→ **Text for analysis**:
————

WASHINGTON – The number of drugs in short supply in the U.S. is now the highest in a decade, according to the American Society of Health-System Pharmacists, with one official calling the shortage of chemotherapy drugs particularly concerning.
“It’s detrimental to the outcome of patients not to be able to provide them the first-line treatment for cancer,” said Michael Ganio, ASHP senior director of pharmacy practice and quality. “There are multiple drugs in a chemotherapy regimen … so with one drug (unavailable), that regimen is not available.”
ASHP said that 309 medications, including 25 chemotherapy treatments, were reported to be in short supply as of June 30. That’s the most since 2014, when the number of drugs on the list was a record-high 320.
That problem was echoed by a Senate report in March, which said drug shortages had increased by 30% between 2021 and 2022. The report by Senate Homeland Security and Government Affairs Committee said the number of unavailable drugs hit 295 at the end of last year.
Chemotherapy drugs were not the only ones in short supply: Both ASHP and the Food and Drug Administration included common antibiotics, injections for diabetes treatment and for weight loss, and essential hospital supplies used to fight life-threatening conditions on their lists.
Ganio said the shortage of attention-deficit/hyperactivity disorder medications is also a key concern as it can often “take months for a practitioner to find the right dose for a patient.”
“Those products have been out for over a year,” Ganio said of ADHD medications. “They’ve been problematic for patients because it’s not an easy fix to just switch a patient from one drug to another in those situations … So those shortages have been extremely disruptive to patients.”
Unlike other medications, Ganio said ADHD drugs can only be prescribed for a month at a time, making it difficult for patients to secure a consistent supply. A similar issue is arising with some prescription pain medications, specifically pills that contain opioids like oxycodone.
When it comes to chemotherapy, Ganio said health care professionals are now facing critical decisions surrounding treatment rationing. In instances where an intravenous treatment can be substituted with an oral solution, the impact on patient care is minimal. But for those receiving chemotherapy treatments, Ganio says there are no clear alternatives.
“The 20 injectable chemotherapy drugs in shortage, at the same time, is just extremely concerning for any cancer practitioner and especially for the patients and those worried about their outcomes,” Ganio said.
Dr. Ajay Bhatnagar, an oncologist in Casa Grande, agreed the situation is “highly concerning” and he fears that the shortages will have a devastating influence on patient mortality if not swiftly reversed.
“Hopefully, it can be rectified soon, but currently it’s a concern of how we figure out how to formulate an adequate treatment for these patients without having to ration or delay treatment,” Bhatnagar said.
But Ganio said he expects shortages to remain “for a couple of months, or even longer than that. It’s not something that I expect to resolve immediately.”
He said an ASHP survey that will be published later this month shows there has already been a notable increase in the number of doctors nationwide who said they have altered treatment plans to cope with the shortages.
“Whether we reach a new high or not, we’re still in very dire condition as far as the status of shortages in the U.S,” Ganio said.
He said there needs to be a call to action over this “20-year problem,” but as the shortages reach new highs, the issue is starting to gain the attention it needs.
“The only silver lining to the severity of current shortages is that there’s a lot of interest in Capitol Hill, there’s a White House task force and so, it’s getting the attention it needs,” Ganio said. “It’s a shame it took this long to get to this point of nearly breaking a record to get this much attention on the problem.”

————

→ **Recorded information**:
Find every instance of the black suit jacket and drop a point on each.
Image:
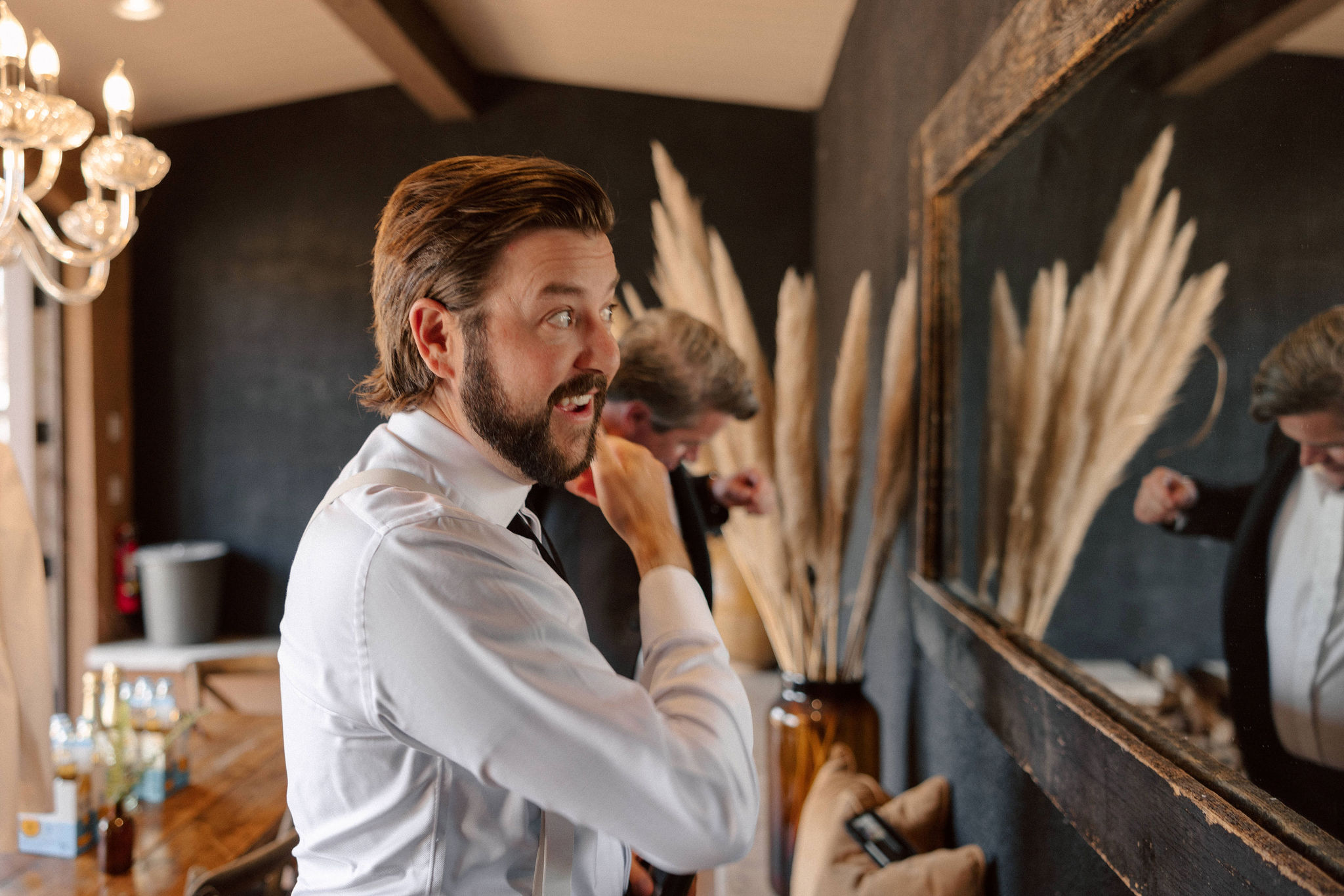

————

→ **About this exercise**:
Answer these questions using the article on drug shortages:
1. How many medications did ASHP report to be in short supply as of June 30?
2. According to the Senate report in March, by what percentage did drug shortages increase between 2021 and 2022?
3. According to Ganio, for how long at a time can ADHD drugs be prescribed?
The lines above are not needed here.

→ **Response to the task**:
1. 309 medications.
2. 30%.
3. A month at a time.